Request: Produce an exact copy of the lines from the line that contains "If you could pin the blurred building" to the end of the listing below.

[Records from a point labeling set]
....
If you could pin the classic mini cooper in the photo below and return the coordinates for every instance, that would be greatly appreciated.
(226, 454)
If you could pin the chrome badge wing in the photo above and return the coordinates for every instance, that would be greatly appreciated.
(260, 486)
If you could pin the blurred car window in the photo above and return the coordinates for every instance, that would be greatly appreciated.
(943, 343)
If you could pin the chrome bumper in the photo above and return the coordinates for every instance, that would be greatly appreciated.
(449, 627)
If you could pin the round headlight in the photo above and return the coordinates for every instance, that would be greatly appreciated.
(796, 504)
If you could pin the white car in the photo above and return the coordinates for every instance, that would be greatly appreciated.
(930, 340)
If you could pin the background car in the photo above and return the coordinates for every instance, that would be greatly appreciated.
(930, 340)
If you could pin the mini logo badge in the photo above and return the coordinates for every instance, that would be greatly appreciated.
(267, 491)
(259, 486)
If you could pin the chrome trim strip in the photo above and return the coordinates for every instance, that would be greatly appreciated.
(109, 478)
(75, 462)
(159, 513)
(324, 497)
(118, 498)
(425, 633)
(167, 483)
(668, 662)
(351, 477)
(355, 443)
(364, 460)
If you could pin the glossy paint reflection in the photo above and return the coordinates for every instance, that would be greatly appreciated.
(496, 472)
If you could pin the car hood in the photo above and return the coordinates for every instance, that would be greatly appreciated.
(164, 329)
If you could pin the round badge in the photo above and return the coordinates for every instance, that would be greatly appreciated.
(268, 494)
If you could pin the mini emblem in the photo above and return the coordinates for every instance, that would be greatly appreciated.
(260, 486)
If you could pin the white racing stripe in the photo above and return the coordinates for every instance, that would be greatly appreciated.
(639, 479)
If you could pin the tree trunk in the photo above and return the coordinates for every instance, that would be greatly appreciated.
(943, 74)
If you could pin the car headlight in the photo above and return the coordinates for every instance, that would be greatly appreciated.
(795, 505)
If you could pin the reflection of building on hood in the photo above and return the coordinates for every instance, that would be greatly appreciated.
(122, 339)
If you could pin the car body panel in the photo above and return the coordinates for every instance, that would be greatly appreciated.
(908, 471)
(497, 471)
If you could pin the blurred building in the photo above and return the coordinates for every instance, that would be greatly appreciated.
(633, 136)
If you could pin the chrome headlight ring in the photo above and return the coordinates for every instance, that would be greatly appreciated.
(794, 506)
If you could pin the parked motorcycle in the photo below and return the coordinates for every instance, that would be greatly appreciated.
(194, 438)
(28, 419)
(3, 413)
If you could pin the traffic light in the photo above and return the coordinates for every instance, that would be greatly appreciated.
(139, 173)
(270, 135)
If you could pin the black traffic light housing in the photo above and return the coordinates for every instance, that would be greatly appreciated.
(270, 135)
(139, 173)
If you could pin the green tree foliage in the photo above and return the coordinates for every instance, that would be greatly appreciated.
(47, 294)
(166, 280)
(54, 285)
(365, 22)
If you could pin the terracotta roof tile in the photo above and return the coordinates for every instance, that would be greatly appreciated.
....
Reply:
If you could pin the blurred building in the photo above and return the coordinates for every instance, that would be greatly appreciated.
(633, 136)
If you could pin the chrome headlight ring in the photo above and return the coordinates for every instance, that would be greatly appreciated.
(794, 506)
If you could pin the parked motorcycle in the photo below and return the coordinates for every instance, that would be greatly appreciated.
(194, 438)
(28, 419)
(3, 413)
If you could pin the traffic light in the photo above and return the coordinates for every instance, that would be greatly appreciated.
(139, 173)
(270, 135)
If you could pin the black traffic light housing in the photo above and return the coordinates for every instance, that would be greatly appreciated.
(270, 135)
(139, 173)
If you could pin the green tree foliage in the photo above and return the coordinates for every instance, that would be greatly appreciated.
(47, 294)
(166, 280)
(54, 285)
(365, 22)
If you could pin the terracotta roof tile in the photo above and return the coordinates for every instance, that would be greatly appreciated.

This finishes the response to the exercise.